*** Records for this task

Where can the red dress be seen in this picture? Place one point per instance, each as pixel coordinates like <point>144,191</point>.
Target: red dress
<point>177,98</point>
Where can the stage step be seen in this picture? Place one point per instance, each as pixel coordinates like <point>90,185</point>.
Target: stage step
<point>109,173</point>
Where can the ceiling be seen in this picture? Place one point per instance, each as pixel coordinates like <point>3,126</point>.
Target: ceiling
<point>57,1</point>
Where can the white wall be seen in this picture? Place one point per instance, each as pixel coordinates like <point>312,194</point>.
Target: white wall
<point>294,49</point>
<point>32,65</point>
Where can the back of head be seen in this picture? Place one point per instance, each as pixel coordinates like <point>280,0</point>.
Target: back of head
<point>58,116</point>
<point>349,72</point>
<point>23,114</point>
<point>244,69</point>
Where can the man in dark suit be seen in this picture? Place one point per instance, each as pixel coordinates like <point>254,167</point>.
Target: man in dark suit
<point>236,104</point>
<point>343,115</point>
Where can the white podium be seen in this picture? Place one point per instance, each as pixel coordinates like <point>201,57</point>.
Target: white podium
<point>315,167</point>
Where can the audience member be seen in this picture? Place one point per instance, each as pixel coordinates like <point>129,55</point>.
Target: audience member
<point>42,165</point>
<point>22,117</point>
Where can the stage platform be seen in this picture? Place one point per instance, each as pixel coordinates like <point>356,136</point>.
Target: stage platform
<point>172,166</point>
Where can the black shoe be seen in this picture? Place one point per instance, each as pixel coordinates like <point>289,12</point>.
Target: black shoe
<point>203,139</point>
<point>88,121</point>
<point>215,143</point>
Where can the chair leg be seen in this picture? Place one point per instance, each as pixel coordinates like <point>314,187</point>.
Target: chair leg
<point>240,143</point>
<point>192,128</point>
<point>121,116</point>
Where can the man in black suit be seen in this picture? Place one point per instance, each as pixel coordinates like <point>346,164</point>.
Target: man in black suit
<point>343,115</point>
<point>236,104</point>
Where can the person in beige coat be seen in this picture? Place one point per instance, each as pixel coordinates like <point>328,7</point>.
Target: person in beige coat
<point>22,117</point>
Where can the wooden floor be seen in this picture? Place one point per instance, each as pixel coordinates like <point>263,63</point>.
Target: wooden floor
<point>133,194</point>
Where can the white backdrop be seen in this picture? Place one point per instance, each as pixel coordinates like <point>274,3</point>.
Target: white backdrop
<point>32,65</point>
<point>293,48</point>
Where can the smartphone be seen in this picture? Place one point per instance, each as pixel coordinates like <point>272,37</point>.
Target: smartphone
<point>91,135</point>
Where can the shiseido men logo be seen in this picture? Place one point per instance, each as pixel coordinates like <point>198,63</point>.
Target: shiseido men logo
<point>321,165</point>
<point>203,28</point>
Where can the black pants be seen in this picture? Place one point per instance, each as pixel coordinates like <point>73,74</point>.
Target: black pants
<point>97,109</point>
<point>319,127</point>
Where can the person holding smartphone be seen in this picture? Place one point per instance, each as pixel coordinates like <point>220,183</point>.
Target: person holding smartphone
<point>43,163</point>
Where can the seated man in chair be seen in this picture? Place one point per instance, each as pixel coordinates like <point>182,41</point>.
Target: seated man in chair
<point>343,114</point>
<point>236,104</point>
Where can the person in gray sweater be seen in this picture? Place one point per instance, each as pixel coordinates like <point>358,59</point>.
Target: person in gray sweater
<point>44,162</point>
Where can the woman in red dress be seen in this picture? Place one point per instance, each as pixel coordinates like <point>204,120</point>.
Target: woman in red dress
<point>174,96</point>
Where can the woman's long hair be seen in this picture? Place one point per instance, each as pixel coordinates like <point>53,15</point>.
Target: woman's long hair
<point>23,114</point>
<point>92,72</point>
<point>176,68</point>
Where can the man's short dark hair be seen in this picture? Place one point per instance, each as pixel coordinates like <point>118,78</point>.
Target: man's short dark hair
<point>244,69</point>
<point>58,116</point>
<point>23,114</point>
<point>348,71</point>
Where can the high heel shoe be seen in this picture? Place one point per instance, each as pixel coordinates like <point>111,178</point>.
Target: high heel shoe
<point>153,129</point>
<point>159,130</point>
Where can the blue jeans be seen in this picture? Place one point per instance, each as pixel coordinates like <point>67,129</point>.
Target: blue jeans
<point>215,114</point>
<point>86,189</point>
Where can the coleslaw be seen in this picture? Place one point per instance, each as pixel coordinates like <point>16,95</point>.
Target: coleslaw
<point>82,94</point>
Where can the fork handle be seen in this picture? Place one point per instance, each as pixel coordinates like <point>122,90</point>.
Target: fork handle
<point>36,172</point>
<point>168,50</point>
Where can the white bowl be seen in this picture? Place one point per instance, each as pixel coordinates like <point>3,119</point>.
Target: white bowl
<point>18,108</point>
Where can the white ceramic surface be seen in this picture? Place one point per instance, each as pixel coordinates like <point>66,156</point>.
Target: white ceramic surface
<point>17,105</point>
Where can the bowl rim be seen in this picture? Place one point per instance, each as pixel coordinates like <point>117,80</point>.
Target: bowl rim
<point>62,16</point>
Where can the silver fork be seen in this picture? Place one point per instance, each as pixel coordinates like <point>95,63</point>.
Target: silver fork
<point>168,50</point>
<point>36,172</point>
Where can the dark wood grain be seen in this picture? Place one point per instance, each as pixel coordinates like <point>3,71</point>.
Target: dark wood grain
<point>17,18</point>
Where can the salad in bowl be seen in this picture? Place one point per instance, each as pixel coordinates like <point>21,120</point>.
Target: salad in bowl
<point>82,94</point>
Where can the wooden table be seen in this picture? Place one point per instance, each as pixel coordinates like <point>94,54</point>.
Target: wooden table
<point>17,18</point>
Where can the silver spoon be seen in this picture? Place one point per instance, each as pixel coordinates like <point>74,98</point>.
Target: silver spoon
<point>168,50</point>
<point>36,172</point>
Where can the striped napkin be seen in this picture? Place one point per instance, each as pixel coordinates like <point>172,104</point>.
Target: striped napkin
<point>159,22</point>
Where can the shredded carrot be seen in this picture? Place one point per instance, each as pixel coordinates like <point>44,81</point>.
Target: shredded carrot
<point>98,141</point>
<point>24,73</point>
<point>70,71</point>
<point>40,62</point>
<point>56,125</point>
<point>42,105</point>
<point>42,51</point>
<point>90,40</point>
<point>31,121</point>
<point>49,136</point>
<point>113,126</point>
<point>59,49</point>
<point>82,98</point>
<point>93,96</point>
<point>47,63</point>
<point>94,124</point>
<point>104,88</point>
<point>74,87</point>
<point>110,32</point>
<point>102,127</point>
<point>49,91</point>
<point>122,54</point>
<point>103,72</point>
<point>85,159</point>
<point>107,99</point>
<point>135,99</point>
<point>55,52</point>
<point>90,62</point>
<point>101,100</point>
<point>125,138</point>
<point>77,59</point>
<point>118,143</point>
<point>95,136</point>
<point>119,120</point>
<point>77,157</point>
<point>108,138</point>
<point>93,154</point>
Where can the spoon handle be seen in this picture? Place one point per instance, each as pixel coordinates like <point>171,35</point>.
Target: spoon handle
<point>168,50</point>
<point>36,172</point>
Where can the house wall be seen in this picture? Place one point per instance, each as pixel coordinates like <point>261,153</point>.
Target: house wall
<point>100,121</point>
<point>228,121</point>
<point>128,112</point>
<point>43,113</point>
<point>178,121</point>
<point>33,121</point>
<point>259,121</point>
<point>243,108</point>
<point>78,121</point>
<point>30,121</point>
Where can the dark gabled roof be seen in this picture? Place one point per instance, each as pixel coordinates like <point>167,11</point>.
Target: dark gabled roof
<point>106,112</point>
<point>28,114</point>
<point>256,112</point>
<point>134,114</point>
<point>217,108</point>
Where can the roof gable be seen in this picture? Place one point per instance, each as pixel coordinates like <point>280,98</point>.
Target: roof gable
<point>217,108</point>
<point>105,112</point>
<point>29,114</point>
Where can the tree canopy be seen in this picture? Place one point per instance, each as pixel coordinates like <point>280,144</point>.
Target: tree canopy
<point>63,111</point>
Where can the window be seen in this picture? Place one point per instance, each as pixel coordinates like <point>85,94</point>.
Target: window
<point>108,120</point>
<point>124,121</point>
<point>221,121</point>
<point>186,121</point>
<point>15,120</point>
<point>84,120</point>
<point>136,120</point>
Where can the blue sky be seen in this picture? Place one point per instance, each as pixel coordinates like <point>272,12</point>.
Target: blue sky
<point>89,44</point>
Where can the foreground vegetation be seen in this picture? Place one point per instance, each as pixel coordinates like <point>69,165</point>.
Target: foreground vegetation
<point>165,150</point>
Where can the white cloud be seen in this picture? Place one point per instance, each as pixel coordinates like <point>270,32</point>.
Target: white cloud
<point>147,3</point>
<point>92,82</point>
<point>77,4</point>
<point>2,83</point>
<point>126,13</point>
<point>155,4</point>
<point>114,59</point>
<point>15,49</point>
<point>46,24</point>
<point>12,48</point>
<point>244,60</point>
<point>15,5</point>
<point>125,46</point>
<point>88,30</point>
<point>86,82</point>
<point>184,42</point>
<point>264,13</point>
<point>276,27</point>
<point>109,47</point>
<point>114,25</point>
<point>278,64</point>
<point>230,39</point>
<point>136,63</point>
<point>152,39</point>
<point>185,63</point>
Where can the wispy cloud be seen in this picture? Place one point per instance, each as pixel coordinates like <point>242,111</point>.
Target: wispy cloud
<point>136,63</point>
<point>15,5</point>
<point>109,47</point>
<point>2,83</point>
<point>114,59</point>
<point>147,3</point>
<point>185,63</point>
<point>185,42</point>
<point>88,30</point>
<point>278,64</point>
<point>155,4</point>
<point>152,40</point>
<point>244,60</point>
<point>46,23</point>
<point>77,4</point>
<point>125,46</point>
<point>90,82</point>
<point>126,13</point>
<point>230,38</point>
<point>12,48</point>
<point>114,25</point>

******

Your task> Keep both end lines and retype everything in the records above from the line containing "Target: red dress" through the line containing "Where can the back", exactly, with nothing else.

Written answer>
Target: red dress
<point>177,98</point>
Where can the stage step be seen in this picture? Place one point per instance, each as pixel coordinates like <point>90,185</point>.
Target: stage step
<point>109,173</point>
Where can the ceiling be seen in this picture? Place one point per instance, each as pixel coordinates like <point>3,126</point>.
Target: ceiling
<point>57,1</point>
Where can the white wall be seen in this picture? Place one point per instance, each as pixel coordinates like <point>312,194</point>.
Target: white wall
<point>294,49</point>
<point>32,65</point>
Where can the back of head be seen in this picture? Place one point per instance, each as pixel coordinates like <point>280,0</point>.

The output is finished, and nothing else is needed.